▶ **YOUR ASSIGNMENT**: Restating the records exactly is the whole task.

┏━━

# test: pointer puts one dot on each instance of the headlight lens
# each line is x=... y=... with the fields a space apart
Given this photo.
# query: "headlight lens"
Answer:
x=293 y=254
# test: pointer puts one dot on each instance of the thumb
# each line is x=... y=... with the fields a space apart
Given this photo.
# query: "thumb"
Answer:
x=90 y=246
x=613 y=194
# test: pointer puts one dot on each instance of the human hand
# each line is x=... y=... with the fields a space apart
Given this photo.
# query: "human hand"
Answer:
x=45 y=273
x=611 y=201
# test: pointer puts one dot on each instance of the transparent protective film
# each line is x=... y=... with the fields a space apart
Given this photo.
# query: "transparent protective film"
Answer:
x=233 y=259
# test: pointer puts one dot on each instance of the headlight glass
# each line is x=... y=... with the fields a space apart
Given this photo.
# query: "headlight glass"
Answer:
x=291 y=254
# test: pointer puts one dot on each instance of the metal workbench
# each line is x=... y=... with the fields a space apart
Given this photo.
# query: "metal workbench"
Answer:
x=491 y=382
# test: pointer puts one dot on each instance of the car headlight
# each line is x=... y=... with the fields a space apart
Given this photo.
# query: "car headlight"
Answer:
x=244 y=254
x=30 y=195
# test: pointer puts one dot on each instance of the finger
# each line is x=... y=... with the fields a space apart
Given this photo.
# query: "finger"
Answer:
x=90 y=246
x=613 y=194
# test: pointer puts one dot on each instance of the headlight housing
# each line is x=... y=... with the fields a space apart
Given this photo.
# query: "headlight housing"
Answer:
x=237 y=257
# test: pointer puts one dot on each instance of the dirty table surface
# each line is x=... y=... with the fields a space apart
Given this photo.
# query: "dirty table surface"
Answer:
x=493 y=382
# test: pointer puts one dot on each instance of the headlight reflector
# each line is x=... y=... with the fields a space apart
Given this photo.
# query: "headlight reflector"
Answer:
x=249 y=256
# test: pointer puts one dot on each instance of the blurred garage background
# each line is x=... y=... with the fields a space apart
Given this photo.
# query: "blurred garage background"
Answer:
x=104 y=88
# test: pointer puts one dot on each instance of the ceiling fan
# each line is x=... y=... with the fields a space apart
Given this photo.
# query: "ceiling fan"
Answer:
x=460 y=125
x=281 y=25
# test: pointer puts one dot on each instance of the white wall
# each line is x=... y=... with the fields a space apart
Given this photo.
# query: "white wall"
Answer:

┗━━

▶ **ANSWER FOR THIS EXERCISE**:
# test: pointer puts one dot on each instance of the headlight lens
# each line is x=... y=... with the fields a space apart
Given this photo.
# query: "headlight lens"
Answer:
x=293 y=254
# test: pointer puts one dot on each instance of the thumb
# each line is x=... y=... with the fields a space apart
Given this photo.
# query: "thumb"
Answer:
x=90 y=246
x=613 y=194
# test: pointer puts one dot on each instance of the human hand
# each line is x=... y=... with the fields a space apart
Given this photo.
# query: "human hand"
Answer:
x=45 y=273
x=611 y=201
# test: pointer puts one dot on each instance of the transparent protective film
# each line is x=... y=... with the fields a space apart
Given this photo.
# query: "transparent protective film"
Answer:
x=233 y=259
# test: pointer puts one dot on each instance of the headlight glass
# each line is x=... y=... with the fields a space apart
Given this photo.
# query: "headlight glass"
Answer:
x=291 y=254
# test: pointer puts one dot on each instance of the metal workbench
# each line is x=... y=... with the fields a space apart
Given this photo.
# query: "metal workbench"
Answer:
x=491 y=382
# test: pointer puts one dot on each instance of the car headlight
# each line is x=... y=... with the fields a space apart
Given this photo.
# query: "car headlight"
Answer:
x=244 y=254
x=30 y=195
# test: pointer puts one dot on each instance of the finger
# each line is x=... y=... with the fields a space apart
Given this photo.
# query: "finger"
Answer:
x=90 y=246
x=613 y=194
# test: pointer puts one dot on each instance of the headlight housing
# each line is x=... y=... with the fields a space apart
Given this photo.
# query: "headlight housing"
Answer:
x=237 y=257
# test: pointer puts one dot on each instance of the dirty table surface
# each line is x=... y=... with the fields a space apart
Given this photo.
# query: "dirty table surface"
Answer:
x=493 y=382
# test: pointer puts one dot on each instance of the headlight reflector
# each line is x=... y=... with the fields a space apart
Given this photo.
# query: "headlight reflector"
Answer:
x=249 y=256
# test: pointer puts one dot on each instance of the blurred garage background
# each line is x=... y=... with the fields a space apart
Given this photo.
# query: "blurred garage background"
Answer:
x=104 y=88
# test: pointer puts one dot on each instance of the ceiling fan
# each line is x=... y=... with the fields a space apart
Given this photo.
# query: "ceiling fan"
Answer:
x=460 y=125
x=281 y=25
# test: pointer puts one dot on each instance of the white wall
# each line is x=... y=... with the fields a space apart
Given this photo.
# query: "white wall"
Answer:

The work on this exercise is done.